Task to carry out: Count the lines in the records below that contain the string "festival", with case counting. Reply with the number only.

··········

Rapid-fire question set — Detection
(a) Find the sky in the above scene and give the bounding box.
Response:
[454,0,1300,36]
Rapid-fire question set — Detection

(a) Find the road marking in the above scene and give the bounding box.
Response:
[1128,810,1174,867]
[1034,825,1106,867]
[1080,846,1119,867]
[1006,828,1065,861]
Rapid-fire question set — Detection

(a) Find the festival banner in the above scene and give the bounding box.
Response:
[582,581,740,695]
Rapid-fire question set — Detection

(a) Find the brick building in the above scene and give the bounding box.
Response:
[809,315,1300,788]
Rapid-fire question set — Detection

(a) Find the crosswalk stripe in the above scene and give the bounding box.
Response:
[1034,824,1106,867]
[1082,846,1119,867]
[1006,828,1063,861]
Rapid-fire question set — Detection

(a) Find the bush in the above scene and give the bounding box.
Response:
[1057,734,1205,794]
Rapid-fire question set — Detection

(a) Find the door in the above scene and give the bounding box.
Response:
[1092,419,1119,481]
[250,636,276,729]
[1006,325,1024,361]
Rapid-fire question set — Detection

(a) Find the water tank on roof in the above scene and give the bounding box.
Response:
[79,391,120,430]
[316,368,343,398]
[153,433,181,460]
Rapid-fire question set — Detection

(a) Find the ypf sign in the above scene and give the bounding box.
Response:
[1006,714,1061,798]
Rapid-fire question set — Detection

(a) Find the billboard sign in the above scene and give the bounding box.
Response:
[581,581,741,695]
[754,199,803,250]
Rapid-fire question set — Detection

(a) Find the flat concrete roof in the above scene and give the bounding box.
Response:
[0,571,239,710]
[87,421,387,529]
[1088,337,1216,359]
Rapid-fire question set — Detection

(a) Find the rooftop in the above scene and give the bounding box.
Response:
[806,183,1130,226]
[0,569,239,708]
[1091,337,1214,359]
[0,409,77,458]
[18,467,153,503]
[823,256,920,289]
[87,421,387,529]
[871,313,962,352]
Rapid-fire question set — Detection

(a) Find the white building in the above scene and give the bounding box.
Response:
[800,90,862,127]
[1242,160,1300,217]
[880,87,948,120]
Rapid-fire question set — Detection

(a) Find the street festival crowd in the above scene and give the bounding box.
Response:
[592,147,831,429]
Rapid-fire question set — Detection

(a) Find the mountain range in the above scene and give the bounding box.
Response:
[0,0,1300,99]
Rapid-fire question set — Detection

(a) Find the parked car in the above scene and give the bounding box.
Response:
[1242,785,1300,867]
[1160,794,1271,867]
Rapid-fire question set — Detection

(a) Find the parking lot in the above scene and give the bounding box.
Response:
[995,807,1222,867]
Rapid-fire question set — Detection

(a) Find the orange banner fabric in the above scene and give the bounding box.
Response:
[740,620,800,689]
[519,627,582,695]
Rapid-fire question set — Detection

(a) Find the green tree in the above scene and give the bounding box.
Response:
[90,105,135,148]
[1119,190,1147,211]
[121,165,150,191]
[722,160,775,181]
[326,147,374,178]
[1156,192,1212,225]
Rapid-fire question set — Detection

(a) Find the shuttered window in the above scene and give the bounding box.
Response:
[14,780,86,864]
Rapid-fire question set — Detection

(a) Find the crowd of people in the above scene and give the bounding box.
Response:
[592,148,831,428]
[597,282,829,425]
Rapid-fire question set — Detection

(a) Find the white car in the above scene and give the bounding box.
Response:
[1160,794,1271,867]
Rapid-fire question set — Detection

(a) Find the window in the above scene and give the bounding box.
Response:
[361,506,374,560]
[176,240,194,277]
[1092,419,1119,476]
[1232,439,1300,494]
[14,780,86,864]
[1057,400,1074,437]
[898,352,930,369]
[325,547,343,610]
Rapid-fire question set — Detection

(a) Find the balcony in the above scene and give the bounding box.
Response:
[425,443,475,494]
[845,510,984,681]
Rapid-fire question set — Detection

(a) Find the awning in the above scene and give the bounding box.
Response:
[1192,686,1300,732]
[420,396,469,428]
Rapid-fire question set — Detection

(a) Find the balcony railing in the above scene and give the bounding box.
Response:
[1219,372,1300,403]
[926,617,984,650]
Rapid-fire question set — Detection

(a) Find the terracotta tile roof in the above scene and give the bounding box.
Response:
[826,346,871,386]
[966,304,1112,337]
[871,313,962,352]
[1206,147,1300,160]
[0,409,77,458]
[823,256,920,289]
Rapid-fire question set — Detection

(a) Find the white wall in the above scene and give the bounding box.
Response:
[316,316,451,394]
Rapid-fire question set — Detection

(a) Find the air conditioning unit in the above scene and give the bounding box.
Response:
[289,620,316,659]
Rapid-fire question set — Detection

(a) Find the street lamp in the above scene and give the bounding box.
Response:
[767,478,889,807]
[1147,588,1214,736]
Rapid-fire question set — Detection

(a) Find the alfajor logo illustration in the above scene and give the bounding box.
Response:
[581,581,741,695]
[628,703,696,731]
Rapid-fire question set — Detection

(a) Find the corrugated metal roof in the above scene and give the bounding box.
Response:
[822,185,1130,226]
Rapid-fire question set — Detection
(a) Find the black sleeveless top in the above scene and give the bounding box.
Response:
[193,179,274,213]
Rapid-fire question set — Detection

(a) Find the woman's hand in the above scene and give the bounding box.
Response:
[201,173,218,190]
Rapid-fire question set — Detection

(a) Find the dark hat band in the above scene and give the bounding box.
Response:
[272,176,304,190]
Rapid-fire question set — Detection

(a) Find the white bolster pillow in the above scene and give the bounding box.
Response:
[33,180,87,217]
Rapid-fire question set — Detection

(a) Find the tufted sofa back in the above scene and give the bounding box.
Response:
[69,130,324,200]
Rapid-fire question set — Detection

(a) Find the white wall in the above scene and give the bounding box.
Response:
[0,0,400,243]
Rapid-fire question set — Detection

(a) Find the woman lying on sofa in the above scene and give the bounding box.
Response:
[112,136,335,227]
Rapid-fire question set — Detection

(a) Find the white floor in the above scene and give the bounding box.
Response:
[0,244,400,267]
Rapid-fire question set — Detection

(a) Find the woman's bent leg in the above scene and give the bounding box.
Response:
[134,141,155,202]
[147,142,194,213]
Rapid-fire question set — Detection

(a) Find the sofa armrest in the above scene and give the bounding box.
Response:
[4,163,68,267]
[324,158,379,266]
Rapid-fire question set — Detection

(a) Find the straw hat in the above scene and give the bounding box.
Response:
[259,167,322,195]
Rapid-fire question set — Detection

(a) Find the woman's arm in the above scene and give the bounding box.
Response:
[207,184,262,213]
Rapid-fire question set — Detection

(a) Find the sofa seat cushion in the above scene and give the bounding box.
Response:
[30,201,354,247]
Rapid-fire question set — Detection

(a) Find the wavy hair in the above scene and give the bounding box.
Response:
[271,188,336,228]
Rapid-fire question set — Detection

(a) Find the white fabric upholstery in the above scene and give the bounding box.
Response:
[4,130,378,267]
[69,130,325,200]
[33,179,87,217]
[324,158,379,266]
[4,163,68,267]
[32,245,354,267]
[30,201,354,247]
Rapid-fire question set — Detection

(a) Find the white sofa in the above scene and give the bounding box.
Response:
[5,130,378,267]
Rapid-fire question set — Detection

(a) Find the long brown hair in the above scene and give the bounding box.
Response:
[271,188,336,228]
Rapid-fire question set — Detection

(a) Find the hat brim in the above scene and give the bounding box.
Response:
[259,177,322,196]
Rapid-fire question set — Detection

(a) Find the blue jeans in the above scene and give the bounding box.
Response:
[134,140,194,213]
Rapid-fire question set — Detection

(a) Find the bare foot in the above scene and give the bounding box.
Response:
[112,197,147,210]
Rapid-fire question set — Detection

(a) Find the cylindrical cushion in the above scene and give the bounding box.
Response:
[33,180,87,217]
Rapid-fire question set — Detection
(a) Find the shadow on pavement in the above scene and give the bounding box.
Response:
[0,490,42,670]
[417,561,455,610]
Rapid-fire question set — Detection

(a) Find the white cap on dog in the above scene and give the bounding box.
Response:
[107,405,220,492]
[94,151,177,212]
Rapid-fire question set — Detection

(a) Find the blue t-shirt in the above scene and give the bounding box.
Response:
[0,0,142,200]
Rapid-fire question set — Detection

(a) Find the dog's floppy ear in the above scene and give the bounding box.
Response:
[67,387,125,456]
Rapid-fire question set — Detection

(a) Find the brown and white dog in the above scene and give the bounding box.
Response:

··········

Complete response: 2